# [TASK REQUIREMENTS]
Rename "integer pixels" to "whole pixels" throughout the records below, and reproduce everything else unchanged.

(Raw records)

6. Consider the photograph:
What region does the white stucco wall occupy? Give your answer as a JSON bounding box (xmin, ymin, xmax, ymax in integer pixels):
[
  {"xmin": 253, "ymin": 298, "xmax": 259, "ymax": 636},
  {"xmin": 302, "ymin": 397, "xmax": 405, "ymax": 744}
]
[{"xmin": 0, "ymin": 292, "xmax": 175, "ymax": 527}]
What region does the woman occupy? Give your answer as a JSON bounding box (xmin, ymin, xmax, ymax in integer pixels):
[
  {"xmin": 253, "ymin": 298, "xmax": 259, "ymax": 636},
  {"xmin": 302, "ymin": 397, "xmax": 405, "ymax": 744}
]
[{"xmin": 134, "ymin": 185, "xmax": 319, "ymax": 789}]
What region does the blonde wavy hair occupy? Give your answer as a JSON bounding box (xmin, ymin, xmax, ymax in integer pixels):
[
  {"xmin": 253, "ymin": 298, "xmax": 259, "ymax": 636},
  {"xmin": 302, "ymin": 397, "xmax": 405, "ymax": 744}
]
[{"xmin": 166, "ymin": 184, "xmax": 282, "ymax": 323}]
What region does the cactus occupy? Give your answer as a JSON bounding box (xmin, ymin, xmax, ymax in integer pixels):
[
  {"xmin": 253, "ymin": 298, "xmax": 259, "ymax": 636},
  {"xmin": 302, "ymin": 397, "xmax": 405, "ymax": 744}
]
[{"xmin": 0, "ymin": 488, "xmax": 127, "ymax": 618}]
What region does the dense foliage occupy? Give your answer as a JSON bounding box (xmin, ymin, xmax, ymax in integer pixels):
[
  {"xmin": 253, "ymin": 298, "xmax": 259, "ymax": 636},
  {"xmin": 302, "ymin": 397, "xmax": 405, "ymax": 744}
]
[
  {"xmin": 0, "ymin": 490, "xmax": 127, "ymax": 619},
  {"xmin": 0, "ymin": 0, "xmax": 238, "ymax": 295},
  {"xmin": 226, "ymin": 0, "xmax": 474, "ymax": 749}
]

# [ANSWER TO THE EXERCISE]
6. Consider the photograph:
What region does the white stucco wall occupy? Give your answer as a JSON bounding box (xmin, ymin, xmax, ymax in whole pixels):
[
  {"xmin": 253, "ymin": 298, "xmax": 259, "ymax": 636},
  {"xmin": 302, "ymin": 397, "xmax": 405, "ymax": 744}
]
[{"xmin": 0, "ymin": 292, "xmax": 175, "ymax": 527}]
What region does the woman occupy? Give your answer as a JSON bounding box (xmin, ymin, xmax, ymax in whole pixels):
[
  {"xmin": 253, "ymin": 298, "xmax": 259, "ymax": 636},
  {"xmin": 302, "ymin": 397, "xmax": 405, "ymax": 744}
]
[{"xmin": 134, "ymin": 185, "xmax": 319, "ymax": 789}]
What region does the blonde wavy hair occupy? Give your answer as a JSON bounding box (xmin, ymin, xmax, ymax in whole pixels):
[
  {"xmin": 253, "ymin": 298, "xmax": 259, "ymax": 636},
  {"xmin": 302, "ymin": 397, "xmax": 405, "ymax": 744}
]
[{"xmin": 166, "ymin": 184, "xmax": 282, "ymax": 323}]
What region does the cactus occupy? Give your answer as a JSON bounding box (xmin, ymin, xmax, ymax in whole pixels):
[
  {"xmin": 253, "ymin": 298, "xmax": 259, "ymax": 636},
  {"xmin": 302, "ymin": 397, "xmax": 405, "ymax": 744}
]
[{"xmin": 0, "ymin": 488, "xmax": 127, "ymax": 618}]
What region does the dense foliage occupy? Give your answer as a JSON bounding box (xmin, ymin, xmax, ymax in whole pixels):
[
  {"xmin": 253, "ymin": 298, "xmax": 259, "ymax": 636},
  {"xmin": 302, "ymin": 397, "xmax": 405, "ymax": 744}
]
[
  {"xmin": 0, "ymin": 490, "xmax": 127, "ymax": 619},
  {"xmin": 0, "ymin": 0, "xmax": 238, "ymax": 295},
  {"xmin": 226, "ymin": 0, "xmax": 474, "ymax": 749}
]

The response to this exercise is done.